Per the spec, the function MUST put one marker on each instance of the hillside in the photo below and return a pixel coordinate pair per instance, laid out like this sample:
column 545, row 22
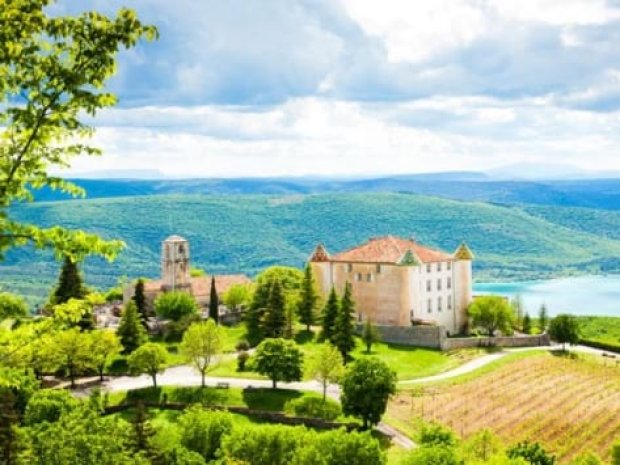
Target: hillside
column 248, row 233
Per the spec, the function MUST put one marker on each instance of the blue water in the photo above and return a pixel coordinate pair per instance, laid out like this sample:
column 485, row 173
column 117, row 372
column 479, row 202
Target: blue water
column 586, row 295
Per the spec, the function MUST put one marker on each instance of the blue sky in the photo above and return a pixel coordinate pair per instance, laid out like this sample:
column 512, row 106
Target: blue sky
column 363, row 87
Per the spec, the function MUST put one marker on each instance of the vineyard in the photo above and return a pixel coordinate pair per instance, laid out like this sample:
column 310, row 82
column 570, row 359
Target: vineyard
column 569, row 405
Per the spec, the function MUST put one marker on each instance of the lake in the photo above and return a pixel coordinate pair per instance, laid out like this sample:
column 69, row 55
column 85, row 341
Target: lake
column 585, row 295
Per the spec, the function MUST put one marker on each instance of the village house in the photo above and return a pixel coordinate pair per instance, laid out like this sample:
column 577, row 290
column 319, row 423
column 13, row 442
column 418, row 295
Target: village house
column 176, row 276
column 399, row 282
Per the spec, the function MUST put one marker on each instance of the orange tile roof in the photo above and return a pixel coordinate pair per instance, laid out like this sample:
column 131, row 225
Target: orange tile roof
column 389, row 249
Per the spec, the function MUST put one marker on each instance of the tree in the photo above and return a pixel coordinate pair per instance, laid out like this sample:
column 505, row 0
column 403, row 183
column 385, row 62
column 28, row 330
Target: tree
column 73, row 348
column 140, row 299
column 330, row 313
column 150, row 359
column 54, row 69
column 237, row 296
column 491, row 313
column 308, row 299
column 279, row 360
column 175, row 305
column 214, row 302
column 201, row 345
column 274, row 319
column 130, row 330
column 543, row 318
column 344, row 326
column 563, row 329
column 104, row 345
column 70, row 285
column 370, row 335
column 327, row 366
column 532, row 452
column 366, row 388
column 12, row 306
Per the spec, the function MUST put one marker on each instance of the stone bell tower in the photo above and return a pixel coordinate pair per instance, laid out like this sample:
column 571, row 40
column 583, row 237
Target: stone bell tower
column 175, row 263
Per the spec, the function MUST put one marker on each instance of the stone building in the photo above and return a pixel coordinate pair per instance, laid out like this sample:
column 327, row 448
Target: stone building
column 398, row 282
column 175, row 276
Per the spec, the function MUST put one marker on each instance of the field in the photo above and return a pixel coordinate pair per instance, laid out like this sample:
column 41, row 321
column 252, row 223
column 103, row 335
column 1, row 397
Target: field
column 568, row 404
column 231, row 234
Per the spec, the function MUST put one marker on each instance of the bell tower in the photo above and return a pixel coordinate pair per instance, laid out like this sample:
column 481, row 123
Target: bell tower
column 175, row 263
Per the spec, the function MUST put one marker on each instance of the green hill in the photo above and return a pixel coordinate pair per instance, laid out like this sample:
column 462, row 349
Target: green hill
column 248, row 233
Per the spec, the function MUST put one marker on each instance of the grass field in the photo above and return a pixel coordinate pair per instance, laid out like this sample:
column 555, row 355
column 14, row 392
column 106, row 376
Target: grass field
column 569, row 404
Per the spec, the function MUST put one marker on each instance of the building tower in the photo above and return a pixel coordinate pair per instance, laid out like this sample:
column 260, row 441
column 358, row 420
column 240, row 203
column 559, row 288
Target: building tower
column 175, row 264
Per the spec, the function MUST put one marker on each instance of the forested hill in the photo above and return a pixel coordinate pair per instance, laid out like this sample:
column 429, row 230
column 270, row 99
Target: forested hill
column 600, row 194
column 248, row 233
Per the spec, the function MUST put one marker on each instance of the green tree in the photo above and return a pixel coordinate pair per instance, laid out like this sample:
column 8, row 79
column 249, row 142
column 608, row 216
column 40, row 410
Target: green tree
column 237, row 296
column 104, row 346
column 73, row 348
column 175, row 305
column 274, row 319
column 532, row 452
column 366, row 388
column 370, row 335
column 344, row 326
column 308, row 299
column 214, row 302
column 130, row 330
column 491, row 313
column 565, row 329
column 526, row 325
column 12, row 306
column 201, row 346
column 330, row 313
column 543, row 318
column 53, row 70
column 279, row 360
column 150, row 359
column 327, row 366
column 140, row 299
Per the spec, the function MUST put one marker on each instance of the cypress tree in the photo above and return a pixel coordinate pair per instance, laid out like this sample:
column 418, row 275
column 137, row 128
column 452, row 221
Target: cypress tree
column 214, row 302
column 308, row 300
column 130, row 330
column 274, row 319
column 140, row 299
column 344, row 327
column 70, row 284
column 330, row 312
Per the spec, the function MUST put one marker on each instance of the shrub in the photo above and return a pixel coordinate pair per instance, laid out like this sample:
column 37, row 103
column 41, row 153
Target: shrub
column 313, row 407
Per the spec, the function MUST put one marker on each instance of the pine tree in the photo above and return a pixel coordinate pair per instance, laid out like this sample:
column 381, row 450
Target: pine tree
column 330, row 312
column 70, row 284
column 274, row 320
column 140, row 299
column 214, row 302
column 543, row 318
column 527, row 324
column 130, row 330
column 344, row 327
column 308, row 299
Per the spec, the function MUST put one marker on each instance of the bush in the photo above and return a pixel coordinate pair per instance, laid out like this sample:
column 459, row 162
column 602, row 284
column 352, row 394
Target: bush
column 313, row 407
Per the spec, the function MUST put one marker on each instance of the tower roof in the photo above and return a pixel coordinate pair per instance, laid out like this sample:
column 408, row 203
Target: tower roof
column 463, row 252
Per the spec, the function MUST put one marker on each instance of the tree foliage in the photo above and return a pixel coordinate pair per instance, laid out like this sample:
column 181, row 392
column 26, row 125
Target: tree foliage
column 366, row 388
column 279, row 360
column 53, row 70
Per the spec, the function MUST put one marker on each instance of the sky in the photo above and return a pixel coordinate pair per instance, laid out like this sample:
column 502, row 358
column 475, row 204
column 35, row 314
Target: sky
column 363, row 87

### WRITTEN PROBLEM
Rewrite all the lines above, replacing "pixel coordinate pair" with "position" everywhere and changing nothing else. Leave the pictures out of your answer.

### THE ANSWER
Per the spec, the function MUST put one marker on each instance of the hillside in the photo below and return a position per instance, laid out like this sample:
column 545, row 22
Target: hillside
column 248, row 233
Per the spec, the function MUST put one marker on each instance of the blue water in the photo above and return a position per instance, laid out like this sample:
column 485, row 173
column 117, row 372
column 479, row 202
Target: blue water
column 586, row 295
Per the spec, the function MUST put one marker on each instance of the blue sky in the photo above and return a position per instance, laid out like this sample:
column 512, row 106
Target: blue sky
column 363, row 87
Per the spec, the function MUST put one marker on each instance of the vineyard in the photo above and return a position per instance, laid out like this sample:
column 310, row 82
column 570, row 359
Target: vineyard
column 569, row 405
Per the spec, the function MUST put one marker on each instance of the lake in the photo above and return a position per instance, laid out like this sample:
column 69, row 55
column 85, row 341
Target: lake
column 585, row 295
Per the spec, the function MUST put one marker on each instance of the village house in the photo above and return a position per instance, laid out like this sample:
column 577, row 290
column 319, row 423
column 13, row 442
column 418, row 295
Target: village house
column 176, row 276
column 399, row 282
Per the spec, the function MUST put one marker on each instance of the orange tile roof in the photo above and return a position per instance, laid out like this sample:
column 131, row 225
Target: orange tile roof
column 389, row 249
Per the spec, the function MUST put one marker on each instance of the tree in the photo above and return a position per instance, laid out like this sample:
column 505, row 0
column 403, row 183
column 385, row 62
column 28, row 330
Target: tree
column 73, row 348
column 140, row 299
column 330, row 313
column 150, row 359
column 54, row 69
column 237, row 296
column 491, row 313
column 308, row 299
column 279, row 360
column 175, row 305
column 214, row 302
column 201, row 345
column 274, row 319
column 130, row 330
column 543, row 318
column 344, row 326
column 563, row 329
column 104, row 345
column 70, row 285
column 370, row 335
column 327, row 366
column 532, row 452
column 366, row 388
column 12, row 306
Per the spec, the function MUST put one marker on each instance of the stone bell tower in the photo above and return a position per instance, laid out like this sample:
column 571, row 40
column 583, row 237
Target: stone bell tower
column 175, row 263
Per the spec, the function MUST put one marker on each instance of the stone building in the photo above and return a position per instance, laid out like this sample:
column 327, row 448
Target: stone building
column 398, row 282
column 175, row 276
Per the spec, the function MUST put one marker on each instance of the field in the photo above and return a position per instance, laid out like this sample:
column 41, row 321
column 252, row 223
column 103, row 335
column 1, row 397
Target: field
column 568, row 404
column 231, row 234
Per the spec, the function MUST put one marker on each instance of the bell tower in the photo above and return a position per instance, laid out like this sample:
column 481, row 123
Target: bell tower
column 175, row 263
Per the spec, the function MUST put one marker on each instance of the green hill in the photo above and return a position per instance, laid out like this sample:
column 462, row 349
Target: green hill
column 248, row 233
Per the spec, the function MUST put one marker on each instance of the grass field in the photo above and return a position per instance, laid out like this sample:
column 555, row 355
column 14, row 392
column 106, row 376
Target: grass field
column 569, row 404
Per the spec, the function MUST put one marker on each instance of the building tower in the photo above and return a position per instance, laid out like this sample:
column 260, row 441
column 358, row 420
column 240, row 203
column 559, row 288
Target: building tower
column 175, row 264
Per the spec, the function MUST put one marker on each instance of the forested hill in the photo above and return a position per instance, laid out like this sample:
column 429, row 230
column 270, row 99
Target: forested hill
column 600, row 194
column 248, row 233
Per the spec, the function MUST put one marker on each instance of the green tree in the photo above and return a position per instance, laid out like this sample:
column 8, row 79
column 249, row 142
column 608, row 216
column 40, row 410
Target: green tree
column 237, row 296
column 104, row 346
column 73, row 348
column 175, row 305
column 274, row 319
column 532, row 452
column 366, row 388
column 370, row 335
column 344, row 326
column 308, row 299
column 214, row 302
column 130, row 330
column 491, row 313
column 565, row 329
column 526, row 325
column 12, row 306
column 201, row 346
column 330, row 313
column 543, row 318
column 53, row 70
column 279, row 360
column 150, row 359
column 327, row 366
column 140, row 299
Per the spec, the function MUST put one marker on each instance of the cypress tree in the photo above and return a position per instance, laid out like this sample:
column 418, row 275
column 137, row 128
column 452, row 221
Target: cypress tree
column 214, row 302
column 308, row 300
column 130, row 330
column 274, row 319
column 140, row 299
column 344, row 327
column 70, row 284
column 330, row 312
Per the spec, the function MUST put one marker on each instance of the shrub in the photo above and return a position per instance, laid out like this sample:
column 37, row 103
column 41, row 153
Target: shrub
column 313, row 407
Per the spec, the function MUST put one marker on each instance of the pine tree in the photo above and return a position per instance, laid out like this sample:
column 381, row 450
Target: pine tree
column 330, row 312
column 70, row 284
column 274, row 320
column 140, row 299
column 214, row 302
column 543, row 318
column 527, row 324
column 130, row 330
column 344, row 327
column 308, row 299
Per the spec, the function MUST put one marker on each instance of the bush in the photo above and return a position per instance, laid out like this sample:
column 459, row 162
column 602, row 284
column 352, row 394
Target: bush
column 313, row 407
Per the spec, the function MUST put one marker on each instance of the tower roof in the photo above and return a position per instance, laid out like this sample:
column 408, row 203
Target: tower roof
column 463, row 252
Per the spec, the function MUST put one marker on each instance of the tree foliage in the photo above and return a position per instance, laid out like this sample:
column 181, row 392
column 26, row 125
Target: tree foliage
column 366, row 388
column 279, row 360
column 53, row 70
Per the spec, the function MUST put one marker on each instance of the sky in the photo above and return a position per instance, laid out like this sample:
column 502, row 358
column 475, row 204
column 35, row 314
Target: sky
column 363, row 87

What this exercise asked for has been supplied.